[Records]
— start —

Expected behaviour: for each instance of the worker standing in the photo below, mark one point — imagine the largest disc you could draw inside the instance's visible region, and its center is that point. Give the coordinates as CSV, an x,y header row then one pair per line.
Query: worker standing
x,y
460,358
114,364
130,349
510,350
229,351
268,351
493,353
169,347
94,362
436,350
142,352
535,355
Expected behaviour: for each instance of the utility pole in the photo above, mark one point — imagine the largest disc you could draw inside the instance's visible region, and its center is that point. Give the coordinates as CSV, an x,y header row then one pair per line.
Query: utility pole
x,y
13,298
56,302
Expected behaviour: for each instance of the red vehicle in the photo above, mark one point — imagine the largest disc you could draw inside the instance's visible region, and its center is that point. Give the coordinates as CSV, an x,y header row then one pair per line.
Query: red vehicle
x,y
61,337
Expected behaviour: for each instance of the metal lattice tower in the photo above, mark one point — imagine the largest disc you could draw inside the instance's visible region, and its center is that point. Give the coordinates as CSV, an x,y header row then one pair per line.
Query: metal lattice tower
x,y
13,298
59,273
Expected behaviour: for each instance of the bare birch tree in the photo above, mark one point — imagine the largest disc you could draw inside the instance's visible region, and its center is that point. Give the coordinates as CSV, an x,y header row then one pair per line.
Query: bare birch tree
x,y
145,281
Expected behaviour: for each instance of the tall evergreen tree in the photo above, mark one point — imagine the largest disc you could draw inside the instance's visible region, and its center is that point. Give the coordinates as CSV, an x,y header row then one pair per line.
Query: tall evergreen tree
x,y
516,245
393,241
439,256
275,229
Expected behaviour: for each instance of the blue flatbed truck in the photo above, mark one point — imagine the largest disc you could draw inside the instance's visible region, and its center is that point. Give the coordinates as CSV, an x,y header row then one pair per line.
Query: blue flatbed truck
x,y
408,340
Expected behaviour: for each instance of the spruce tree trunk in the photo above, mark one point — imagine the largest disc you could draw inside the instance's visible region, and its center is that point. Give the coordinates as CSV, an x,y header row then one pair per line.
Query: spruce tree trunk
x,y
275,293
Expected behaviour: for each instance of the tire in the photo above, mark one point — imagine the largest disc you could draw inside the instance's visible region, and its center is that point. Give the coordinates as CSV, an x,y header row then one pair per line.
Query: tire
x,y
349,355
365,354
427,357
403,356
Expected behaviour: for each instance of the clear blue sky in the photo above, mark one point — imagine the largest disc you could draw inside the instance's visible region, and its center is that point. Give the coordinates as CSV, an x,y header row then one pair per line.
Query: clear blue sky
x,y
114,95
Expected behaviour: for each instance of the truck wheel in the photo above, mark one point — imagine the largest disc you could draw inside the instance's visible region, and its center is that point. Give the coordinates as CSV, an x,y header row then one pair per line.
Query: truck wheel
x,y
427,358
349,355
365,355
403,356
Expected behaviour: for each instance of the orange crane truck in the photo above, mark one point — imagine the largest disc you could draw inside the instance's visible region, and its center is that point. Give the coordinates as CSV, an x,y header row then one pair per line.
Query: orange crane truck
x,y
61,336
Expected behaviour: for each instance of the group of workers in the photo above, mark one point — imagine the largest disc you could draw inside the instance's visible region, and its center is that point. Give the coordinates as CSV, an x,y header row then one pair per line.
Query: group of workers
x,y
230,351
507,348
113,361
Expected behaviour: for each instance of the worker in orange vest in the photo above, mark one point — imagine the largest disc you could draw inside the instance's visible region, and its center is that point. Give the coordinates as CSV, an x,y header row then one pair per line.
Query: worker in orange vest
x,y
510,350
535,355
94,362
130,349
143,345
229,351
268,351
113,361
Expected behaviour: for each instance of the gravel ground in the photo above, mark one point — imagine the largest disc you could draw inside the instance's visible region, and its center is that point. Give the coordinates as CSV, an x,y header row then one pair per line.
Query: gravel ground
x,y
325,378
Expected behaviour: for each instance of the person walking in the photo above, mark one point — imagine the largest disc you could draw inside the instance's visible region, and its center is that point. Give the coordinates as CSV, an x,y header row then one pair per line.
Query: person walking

— end —

• [What is required]: Write the material out again word for word.

• [Response to this exercise]:
Expected behaviour: for each instance of the worker standing in the photo below, mark one point — imagine the largest disc you could draw inside the instance's visible region, and its center is that point. Give the coordinates as CSV, an x,y header row then one pair per line.
Query: worker standing
x,y
460,358
114,364
130,349
510,350
229,351
268,351
493,353
169,347
94,362
436,350
142,352
535,355
Expected behaviour: for each instance of the utility pole in the photo above, mark one point — imagine the largest disc you could draw inside the instance's visible region, and its center is that point. Give the coordinates as CSV, an x,y header row then one pair per line.
Query: utility pole
x,y
13,298
56,302
Expected behaviour: for each instance of the red vehicle in the photo above, mark one point — imagine the largest disc you could draw inside the instance's visible region, and its center is that point. Give the coordinates as CSV, an x,y header row then one pair per line.
Query: red vehicle
x,y
61,337
Expected behaviour: for each instance of the metal lattice tower in the photo above, mark one point — imagine the largest disc you could draw inside the instance's visible region, and its center is that point. Give the coordinates as CSV, an x,y header row then one pair per line.
Query: metal lattice tower
x,y
13,298
59,273
Expected behaviour: for each instance of the bare birch tree in the photo above, mark one point — imagine the largest disc you could draw inside the instance's visible region, and its center is that point. Give the coordinates as CSV, an x,y header row then one pair per line.
Query: bare birch tree
x,y
145,281
Expected behaviour: for each instance of the tall evergreen tree in the photo above, mark one point — imagine the largest disc you could draw inside the instance's visible region, and its center is that point. Give the coordinates as CSV, an x,y header row then one pair per line.
Query: tall evergreen tree
x,y
516,245
393,241
439,256
275,229
Expected behaviour: for each instance of the blue flatbed truck in the photo above, mark one point — imagine the largest disc you could draw inside the instance's visible region, and its center is that point. Give the coordinates as CSV, an x,y header row then one pair per line.
Query: blue flatbed truck
x,y
408,340
Expected behaviour: for each instance of the spruce tree trunk in the photo above, mark one point — imagine the largest disc you could draw inside the instance's visible region, and its center is that point. Give the coordinates as CSV, an x,y header row then one pair per line.
Query: spruce tree trunk
x,y
275,293
Expected behaviour: for each instance of the tire in the photo above, mark one point — imagine the largest disc you could draw inside the instance's visible region, and its center is that point. Give the coordinates as CSV, an x,y header row then one pair per line.
Query: tire
x,y
349,355
365,354
427,357
403,356
Expected behaviour: for each instance of the clear blue sky in the photo above, mark one point — imagine the largest disc you could draw inside the instance's visible region, and its center is that point. Give the coordinates as CSV, an x,y header row then one pair per line.
Query: clear blue sky
x,y
114,95
Expected behaviour: for each instance of the truck wheel in the photo above, mark one point — imagine the largest disc you could draw inside the instance's visible region, and its center is that point. Give the coordinates as CSV, an x,y header row then one pair per line.
Query: truck wheel
x,y
427,358
349,355
365,355
403,356
Expected behaviour: for each instance of the orange crane truck in the photo above, mark one point — imagine the largest disc you could draw inside the instance's visible region, and its center is that point. Give the coordinates as CSV, an x,y header row then one pair per line.
Query: orange crane truck
x,y
61,336
Expected behaviour: for each instance of the group of workers in the photo above, mark one point — imagine the largest disc you could draw inside the instance's visible region, and its center is that point. Give the coordinates as CSV, an x,y header row then one pair per line.
Query: group of workers
x,y
230,351
507,348
113,361
Expected behaviour: for each instance of the worker in orange vest in the photo above, mark one point — imagine the largest disc you could draw inside the instance's visible region, and its center is that point. Give the coordinates as CSV, an x,y header row then one pair per line.
Query: worker in orange vest
x,y
510,350
535,355
94,362
130,349
143,345
229,351
268,351
113,361
Expected behaviour: for each instance of the gravel ground in the photo above, mark one point — imagine the largest disc you could draw inside the instance's visible region, and its center is that point. Give the coordinates as CSV, an x,y header row then one pair per line.
Query: gravel ground
x,y
325,378
Expected behaviour: for each instance of the person walking in the photo above, mark one point — imagine the largest disc you could draw inside the instance's visible region, and its center is that point. Give the coordinates as CSV, an x,y header row then one pair per line.
Query: person walking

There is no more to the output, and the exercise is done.